§ **ASSIGNED TASK 1**
Could you copy out, unchanged, the stretch of the entries from their start through the line containing "positive clicks: (170, 86) (178, 85)"?

§ **TEXT PASSAGE**
When I was a kid my dad had a 1960’s white over green Volkswagen bus.
It certainly came in handy with four kids (I don’t count my oldest sister Anna, who had run off and eloped at that point). But it also came in handy in another way. My dad used to run a carpool with some of his co-workers. I’d like to say it was done in the spirit of cutting down on air pollution, but the more pragmatic truth is he looked at it as a way to bring in extra cash to support his large family.
Nowadays, our most sacred personal spaces – which also represent our biggest financial investments – have been put on the payroll as inanimate employees, money-making machines.
I’m talking about the hundreds of thousands of people making a buck by opening up their homes and garages to strangers through services such as Uber, Lyft, Airbnb and VRBO.
I applaud their entrepreneurship, and am all for finding more independent means to make a living. I just haven’t fully grasped how our society has evolved to the point where it’s the norm to share so much of our coveted personal space with strangers.
Wrapping up my latest business trip in Dallas, I scheduled a Lyft ride from my hotel to DFW airport. Once I engaged the app, a photo of a smiling middle-aged woman popped up along with the make and model of her car, and how many minutes away she was from my hotel (only three – sweet!).

§ **RECORDS FOR THE EXERCISE**
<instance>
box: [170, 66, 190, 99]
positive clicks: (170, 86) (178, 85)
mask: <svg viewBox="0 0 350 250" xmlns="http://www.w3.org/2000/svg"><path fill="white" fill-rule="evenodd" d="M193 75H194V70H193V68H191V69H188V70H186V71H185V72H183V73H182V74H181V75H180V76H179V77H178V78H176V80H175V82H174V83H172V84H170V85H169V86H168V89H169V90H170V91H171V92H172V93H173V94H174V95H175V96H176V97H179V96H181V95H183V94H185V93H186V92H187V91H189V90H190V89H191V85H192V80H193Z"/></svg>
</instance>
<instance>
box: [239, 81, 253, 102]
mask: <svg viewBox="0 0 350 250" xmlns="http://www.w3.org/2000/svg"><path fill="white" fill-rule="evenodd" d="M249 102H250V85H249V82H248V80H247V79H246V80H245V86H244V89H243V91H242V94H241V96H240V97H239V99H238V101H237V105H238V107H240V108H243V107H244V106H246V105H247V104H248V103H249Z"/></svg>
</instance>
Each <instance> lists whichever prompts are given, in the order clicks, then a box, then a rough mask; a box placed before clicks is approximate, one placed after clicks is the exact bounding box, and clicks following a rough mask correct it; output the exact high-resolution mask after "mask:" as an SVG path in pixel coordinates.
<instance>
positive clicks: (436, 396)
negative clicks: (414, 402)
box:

§ **ASSIGNED TASK 2**
In the passage about sharing personal space, how would you render "I applaud their entrepreneurship, and am all for finding more independent means to make a living." in Spanish?

§ **EXERCISE OUTPUT 1**
<instance>
box: [170, 66, 190, 99]
positive clicks: (170, 86) (178, 85)

§ **EXERCISE OUTPUT 2**
Aplaudo su espíritu emprendedor y estoy totalmente a favor de encontrar medios más independientes para ganarse la vida.